Fragmento proporcionado>
────

Ellas mismas elaboraban sus ropas, que eran de una complejidad apabullante para mi madre y mis tías, criadas en un hogar donde solo había sitio para la simplicidad, Mariquita y Corina se destacaban por las filas interminables de botones forrados, las presillas innecesarias, los bordados laberínticos en cordón de seda, el laberinto de alamares, los bieses que simulaban oleaje, las mangas dolman que obligaban a quien las usara a adoptar poses artificiales de brazos separados del torso, los cuellitos de karakul, las entretelas que otorgaban rigidez de escultura a las telas que intentaban domar las formas irreverentes de sus cuerpos carnosos, obligados a imitar la silueta de moda, gracias al aporte secreto de apretadas fajas de goma, tras la desaparición de los corsés de ballenitas.
Las dos era la demostración palpable de la sabiduría que las mujeres buscaban en los cursos de Corte y Confección. Mariquita y Corina dividían su tiempo entre la Iglesia y la reforma de su vestuario, dos actividades que prometían no tener fin. Eran, tal vez, mayores que mi tía Matilde, quien había escapado a su destino, al casarse después de los cuarenta años. Mariquita y Corina debieron vivir modestamente de las rentas de alguna propiedad familiar que heredaron, en un proceso que las condujo a la indigencia discreta, cuando envejecieron y ya no les quedó nada por vender. Sin maridos, hijos o nietos, ¿a quién acudir en sus últimos años?

────

Por favor, prosigue el fragmento sobre Mariquita y Corina a partir del punto en que termina. Este material no hace falta para nada.

Material de contornos>
────

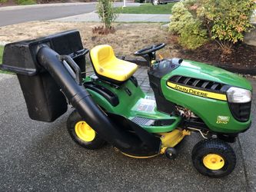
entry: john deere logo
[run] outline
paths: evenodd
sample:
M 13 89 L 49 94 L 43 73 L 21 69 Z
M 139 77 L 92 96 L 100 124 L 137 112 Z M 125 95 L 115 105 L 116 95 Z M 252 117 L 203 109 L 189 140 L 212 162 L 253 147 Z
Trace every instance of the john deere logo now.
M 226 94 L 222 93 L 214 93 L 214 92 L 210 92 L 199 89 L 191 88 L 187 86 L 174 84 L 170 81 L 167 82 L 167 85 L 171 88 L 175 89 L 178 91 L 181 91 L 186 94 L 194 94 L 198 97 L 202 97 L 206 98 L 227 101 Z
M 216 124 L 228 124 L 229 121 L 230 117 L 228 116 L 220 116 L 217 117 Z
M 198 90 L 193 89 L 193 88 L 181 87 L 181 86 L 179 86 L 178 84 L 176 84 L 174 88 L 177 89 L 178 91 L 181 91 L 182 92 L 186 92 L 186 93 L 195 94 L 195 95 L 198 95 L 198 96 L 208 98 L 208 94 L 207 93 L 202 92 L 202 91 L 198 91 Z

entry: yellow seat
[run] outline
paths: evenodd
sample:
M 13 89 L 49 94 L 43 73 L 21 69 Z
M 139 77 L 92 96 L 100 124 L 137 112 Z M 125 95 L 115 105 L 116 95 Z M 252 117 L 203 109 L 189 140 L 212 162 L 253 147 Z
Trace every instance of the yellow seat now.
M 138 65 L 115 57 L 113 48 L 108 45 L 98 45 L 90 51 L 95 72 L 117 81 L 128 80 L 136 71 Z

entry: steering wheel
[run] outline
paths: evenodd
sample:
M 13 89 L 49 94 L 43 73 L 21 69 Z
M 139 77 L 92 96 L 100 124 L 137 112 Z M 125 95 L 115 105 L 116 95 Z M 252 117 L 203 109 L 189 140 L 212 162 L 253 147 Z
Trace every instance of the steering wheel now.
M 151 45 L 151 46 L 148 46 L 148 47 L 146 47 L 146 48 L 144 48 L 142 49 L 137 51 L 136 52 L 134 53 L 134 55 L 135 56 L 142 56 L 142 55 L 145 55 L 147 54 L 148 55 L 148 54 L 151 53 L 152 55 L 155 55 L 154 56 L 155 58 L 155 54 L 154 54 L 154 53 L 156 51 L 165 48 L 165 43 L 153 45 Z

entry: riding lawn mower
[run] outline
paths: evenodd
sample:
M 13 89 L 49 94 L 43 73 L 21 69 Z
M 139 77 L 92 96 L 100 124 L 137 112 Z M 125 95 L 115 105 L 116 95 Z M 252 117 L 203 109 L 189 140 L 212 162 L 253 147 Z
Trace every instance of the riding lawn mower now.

────

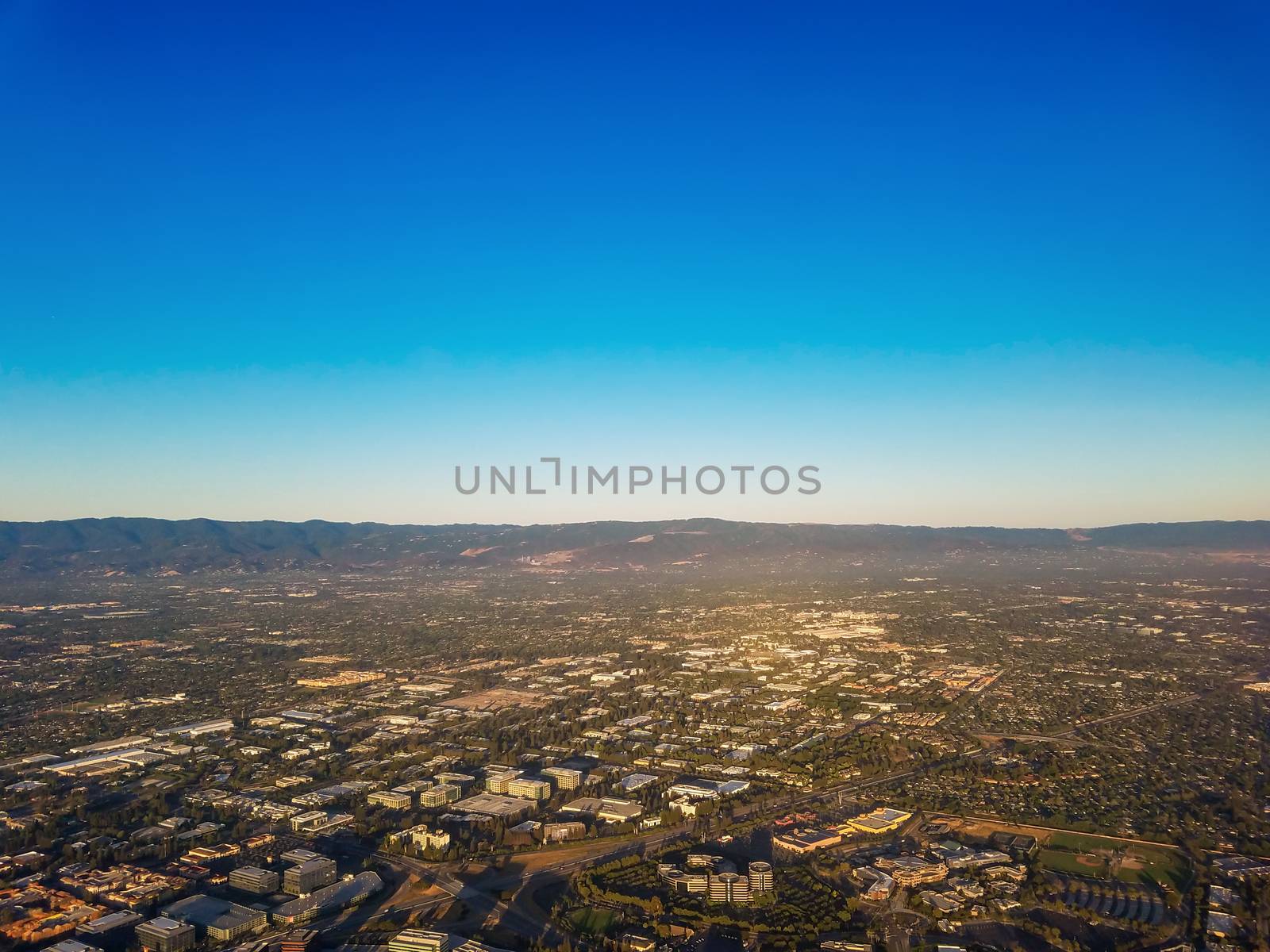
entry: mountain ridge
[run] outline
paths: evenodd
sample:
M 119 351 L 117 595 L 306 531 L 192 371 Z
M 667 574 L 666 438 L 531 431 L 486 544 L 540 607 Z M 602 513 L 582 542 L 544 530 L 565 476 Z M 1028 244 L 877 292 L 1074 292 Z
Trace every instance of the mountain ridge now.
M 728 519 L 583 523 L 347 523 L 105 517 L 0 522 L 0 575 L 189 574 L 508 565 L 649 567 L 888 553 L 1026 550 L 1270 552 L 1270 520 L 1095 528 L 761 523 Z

────

Respuesta esperada>
Me parece recordar que eran jugadoras apasionadas de canasta uruguaya. Mi tía Matilde tenía mucho de ellas: el orgullo de ser personas respetables y sin embargo marginadas, en una sociedad que no planteaba demasiados roles para las mujeres. En rigor, solo había dos: el de esposa y madre sacrificada o el de mujer de la mala vida, que justificada su existencia por su habilidad para procurar un momento de expansión a los hombres.
Por alguna fatalidad que las devaluaba, o por una fortaleza interior que les impedía degradarse, las solteronas no servían para nada de eso. Al recordarlas, probablemente las distorsiono más de lo prudente, al imaginarlas como personajes que hubieran salido de obras teatrales de Tennessee Williams o los cuentos de Manuel Mujica Láinez (pero no los dramas de Federico García Lorca). No eran fruto de la fantasía de un escritor, sino de circunstancias menos dramáticas, pero de todos modos crueles. No había demasiado sitio en el mundo para ellas.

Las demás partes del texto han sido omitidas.